OBIETTIVO
Cita il testo sulla bottega di sfuso partendo da "Una bottega di" e terminando con "un po’ nostalgica).".

Ottobre 29, 2021

Una bottega di sfuso…perché?

La domanda a tanti è sorta spontanea.

E’ naturale aspettarsi come risposta una serie di motivazioni inerenti l’ecologia, la sostenibilità, la nutrizione e forse anche l’etica. Arriveranno anche quelle, ma la prima, la scintilla da cui è nato il progetto è un’altra, e dipende, temo, dal fatto che sono un’inguaribile romantica (e forse pure un po’ nostalgica).

Sono cresciuta in un paese piccolo, circondato da paesi piccoli, ho passato molte vacanze in altri paesi piccoli… insomma, la dimensione della bottega, del negozio di vicinato la conosco bene, perché staziona tra i miei ricordi di infanzia, e  per alcuni di quegli anni è stata una costante di un mondo che ancora si limitava ad una cerchia molto ristretta.

Chi tra voi non ha ancora il 2 davanti al proprio anno di nascita, sa di cosa sto parlando: quei negozi che tenevano un po’ di tutto, dall’immancabile pane all’accendino, allo zucchero, alla bottiglia di alcool, al cremino…ve lo ricordate il cremino a taglio nella sua carta dorata??

MATERIALE FORNITO
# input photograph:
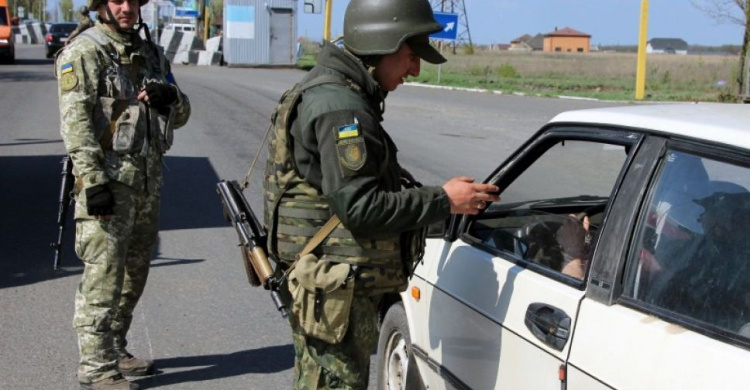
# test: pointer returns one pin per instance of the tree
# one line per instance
(736, 12)
(66, 10)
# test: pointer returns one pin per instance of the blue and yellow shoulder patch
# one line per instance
(67, 68)
(350, 146)
(348, 131)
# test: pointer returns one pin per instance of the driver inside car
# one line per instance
(575, 242)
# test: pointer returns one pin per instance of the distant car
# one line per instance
(57, 35)
(184, 27)
(7, 47)
(618, 257)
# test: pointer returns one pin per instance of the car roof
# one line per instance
(717, 122)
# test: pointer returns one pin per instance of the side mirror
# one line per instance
(439, 229)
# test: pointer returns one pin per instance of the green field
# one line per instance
(601, 75)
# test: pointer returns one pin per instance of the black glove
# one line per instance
(99, 200)
(161, 95)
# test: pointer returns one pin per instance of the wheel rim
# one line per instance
(397, 363)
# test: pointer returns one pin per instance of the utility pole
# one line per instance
(640, 74)
(327, 20)
(463, 35)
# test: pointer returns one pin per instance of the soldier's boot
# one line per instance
(116, 382)
(129, 365)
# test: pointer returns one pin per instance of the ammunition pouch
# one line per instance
(118, 119)
(322, 294)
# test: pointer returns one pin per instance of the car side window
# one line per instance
(692, 253)
(551, 213)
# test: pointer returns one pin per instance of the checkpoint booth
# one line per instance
(260, 32)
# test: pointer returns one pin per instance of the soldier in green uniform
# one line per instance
(329, 157)
(119, 104)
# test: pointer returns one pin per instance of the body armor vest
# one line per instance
(295, 211)
(123, 123)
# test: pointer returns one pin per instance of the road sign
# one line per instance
(450, 26)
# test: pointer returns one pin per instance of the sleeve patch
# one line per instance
(348, 131)
(68, 81)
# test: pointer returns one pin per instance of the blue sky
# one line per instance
(609, 22)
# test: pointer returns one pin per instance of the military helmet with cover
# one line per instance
(94, 4)
(380, 27)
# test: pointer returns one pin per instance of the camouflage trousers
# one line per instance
(346, 365)
(116, 256)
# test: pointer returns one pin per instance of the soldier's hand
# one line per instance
(160, 95)
(99, 201)
(467, 197)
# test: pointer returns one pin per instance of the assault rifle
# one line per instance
(66, 186)
(253, 240)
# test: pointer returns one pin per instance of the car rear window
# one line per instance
(692, 255)
(68, 27)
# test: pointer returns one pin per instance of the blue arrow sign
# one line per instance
(450, 26)
(186, 12)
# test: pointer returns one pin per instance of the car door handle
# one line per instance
(549, 324)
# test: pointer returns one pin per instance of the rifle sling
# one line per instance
(314, 242)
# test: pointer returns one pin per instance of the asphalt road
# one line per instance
(204, 326)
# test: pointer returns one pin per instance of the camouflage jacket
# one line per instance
(108, 133)
(344, 162)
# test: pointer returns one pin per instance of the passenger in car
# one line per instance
(575, 242)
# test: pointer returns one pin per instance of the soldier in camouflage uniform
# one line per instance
(329, 155)
(119, 104)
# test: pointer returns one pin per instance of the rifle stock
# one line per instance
(252, 238)
(66, 187)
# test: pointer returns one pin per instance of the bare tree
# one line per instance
(736, 12)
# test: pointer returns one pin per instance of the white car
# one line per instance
(618, 257)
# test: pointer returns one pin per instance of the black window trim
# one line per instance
(713, 152)
(534, 148)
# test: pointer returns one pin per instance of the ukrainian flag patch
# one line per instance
(67, 68)
(348, 131)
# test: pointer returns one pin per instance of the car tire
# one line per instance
(397, 368)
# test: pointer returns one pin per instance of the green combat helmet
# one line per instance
(93, 4)
(380, 27)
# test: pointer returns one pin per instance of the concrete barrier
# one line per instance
(176, 42)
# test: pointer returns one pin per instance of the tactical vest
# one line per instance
(121, 122)
(295, 210)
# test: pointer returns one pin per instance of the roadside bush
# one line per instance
(508, 71)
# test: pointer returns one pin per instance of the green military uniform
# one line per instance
(328, 155)
(117, 141)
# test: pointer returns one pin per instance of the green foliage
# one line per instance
(66, 9)
(508, 71)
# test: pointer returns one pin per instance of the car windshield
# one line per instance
(62, 28)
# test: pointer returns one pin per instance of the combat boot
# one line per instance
(129, 365)
(116, 382)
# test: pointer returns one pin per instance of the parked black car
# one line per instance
(56, 37)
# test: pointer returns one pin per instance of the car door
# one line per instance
(668, 304)
(500, 301)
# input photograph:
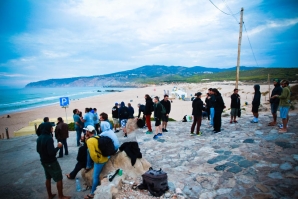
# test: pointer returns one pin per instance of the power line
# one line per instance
(250, 44)
(223, 11)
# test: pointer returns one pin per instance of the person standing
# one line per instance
(47, 152)
(96, 120)
(211, 101)
(78, 127)
(165, 117)
(157, 118)
(256, 103)
(131, 111)
(148, 111)
(218, 109)
(197, 108)
(95, 155)
(88, 117)
(61, 134)
(235, 105)
(284, 105)
(81, 158)
(41, 126)
(115, 116)
(274, 101)
(123, 116)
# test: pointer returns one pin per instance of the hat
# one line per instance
(89, 128)
(198, 94)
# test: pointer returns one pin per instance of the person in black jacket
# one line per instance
(197, 108)
(274, 102)
(81, 158)
(157, 117)
(41, 126)
(218, 109)
(148, 112)
(115, 116)
(235, 105)
(256, 103)
(47, 152)
(165, 117)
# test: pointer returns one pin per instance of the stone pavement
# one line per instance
(244, 161)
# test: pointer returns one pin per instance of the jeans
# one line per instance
(77, 168)
(197, 120)
(96, 173)
(79, 132)
(211, 116)
(63, 141)
(89, 160)
(148, 122)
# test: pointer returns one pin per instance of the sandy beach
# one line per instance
(104, 103)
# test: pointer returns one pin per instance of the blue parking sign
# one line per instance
(64, 101)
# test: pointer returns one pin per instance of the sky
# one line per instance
(68, 38)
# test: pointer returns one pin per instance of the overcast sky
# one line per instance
(66, 38)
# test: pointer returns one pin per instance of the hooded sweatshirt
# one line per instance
(276, 91)
(106, 131)
(45, 145)
(257, 97)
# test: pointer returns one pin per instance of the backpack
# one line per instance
(140, 123)
(106, 145)
(156, 181)
(163, 109)
(124, 113)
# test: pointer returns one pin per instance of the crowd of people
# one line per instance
(89, 127)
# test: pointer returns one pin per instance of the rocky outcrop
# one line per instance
(119, 160)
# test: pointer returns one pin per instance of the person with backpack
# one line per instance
(197, 108)
(123, 116)
(115, 116)
(158, 111)
(96, 120)
(94, 154)
(165, 117)
(148, 111)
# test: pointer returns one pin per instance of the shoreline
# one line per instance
(104, 103)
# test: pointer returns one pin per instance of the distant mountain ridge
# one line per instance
(132, 77)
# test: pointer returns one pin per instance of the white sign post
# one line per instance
(64, 102)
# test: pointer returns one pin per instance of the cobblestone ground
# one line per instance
(244, 161)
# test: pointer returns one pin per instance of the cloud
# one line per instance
(91, 37)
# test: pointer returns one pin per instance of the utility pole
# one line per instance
(239, 47)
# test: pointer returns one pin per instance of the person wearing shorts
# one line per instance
(47, 152)
(284, 104)
(157, 117)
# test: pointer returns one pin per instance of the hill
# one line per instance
(135, 77)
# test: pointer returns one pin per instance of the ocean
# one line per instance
(20, 99)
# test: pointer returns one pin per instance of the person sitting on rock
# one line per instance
(81, 158)
(94, 154)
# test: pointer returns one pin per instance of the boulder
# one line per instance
(131, 125)
(119, 160)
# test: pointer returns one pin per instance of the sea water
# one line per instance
(19, 99)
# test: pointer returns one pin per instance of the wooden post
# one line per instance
(269, 86)
(239, 47)
(7, 134)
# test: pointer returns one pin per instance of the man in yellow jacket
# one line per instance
(95, 154)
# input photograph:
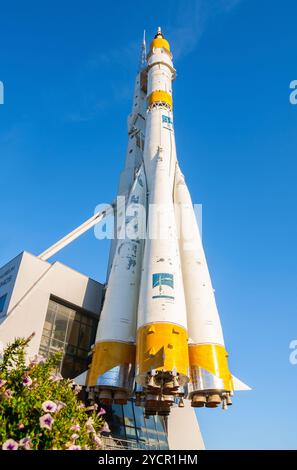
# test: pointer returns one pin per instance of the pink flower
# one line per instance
(75, 427)
(27, 381)
(101, 412)
(89, 425)
(49, 406)
(105, 427)
(8, 393)
(46, 421)
(55, 377)
(37, 359)
(26, 443)
(97, 441)
(60, 405)
(10, 444)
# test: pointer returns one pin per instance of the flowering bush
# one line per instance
(39, 409)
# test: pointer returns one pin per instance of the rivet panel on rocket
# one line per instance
(159, 326)
(162, 365)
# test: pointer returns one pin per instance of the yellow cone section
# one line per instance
(160, 43)
(213, 358)
(162, 346)
(158, 96)
(109, 354)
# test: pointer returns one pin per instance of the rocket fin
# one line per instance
(239, 385)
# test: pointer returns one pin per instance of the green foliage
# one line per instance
(41, 410)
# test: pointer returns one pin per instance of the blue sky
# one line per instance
(68, 70)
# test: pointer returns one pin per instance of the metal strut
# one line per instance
(95, 219)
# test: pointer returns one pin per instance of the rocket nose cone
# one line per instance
(159, 33)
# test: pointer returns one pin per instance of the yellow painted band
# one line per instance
(109, 354)
(162, 346)
(213, 358)
(159, 96)
(160, 43)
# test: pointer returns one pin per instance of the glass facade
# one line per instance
(127, 423)
(73, 331)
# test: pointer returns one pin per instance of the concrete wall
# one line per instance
(30, 292)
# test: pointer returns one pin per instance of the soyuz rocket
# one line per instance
(159, 336)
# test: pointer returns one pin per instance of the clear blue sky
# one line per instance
(68, 69)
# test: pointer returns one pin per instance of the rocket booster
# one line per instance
(162, 348)
(159, 334)
(211, 381)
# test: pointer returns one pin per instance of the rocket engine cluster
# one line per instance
(159, 336)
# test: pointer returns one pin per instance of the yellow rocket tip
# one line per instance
(159, 41)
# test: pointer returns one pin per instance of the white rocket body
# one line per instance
(159, 312)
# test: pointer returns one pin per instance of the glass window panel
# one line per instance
(65, 329)
(84, 339)
(140, 424)
(131, 432)
(160, 424)
(71, 350)
(57, 345)
(59, 331)
(128, 414)
(73, 333)
(49, 320)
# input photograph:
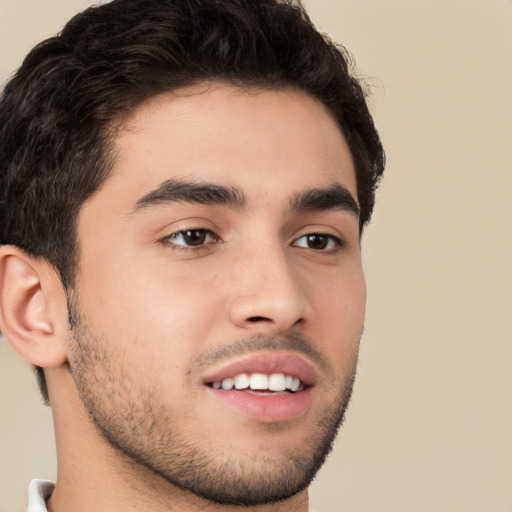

ESERCIZIO SVOLTO
Una bottega di sfuso…perché?

La domanda a tanti è sorta spontanea.

E’ naturale aspettarsi come risposta una serie di motivazioni inerenti l’ecologia, la sostenibilità, la nutrizione e forse anche l’etica. Arriveranno anche quelle, ma la prima, la scintilla da cui è nato il progetto è un’altra, e dipende, temo, dal fatto che sono un’inguaribile romantica (e forse pure un po’ nostalgica).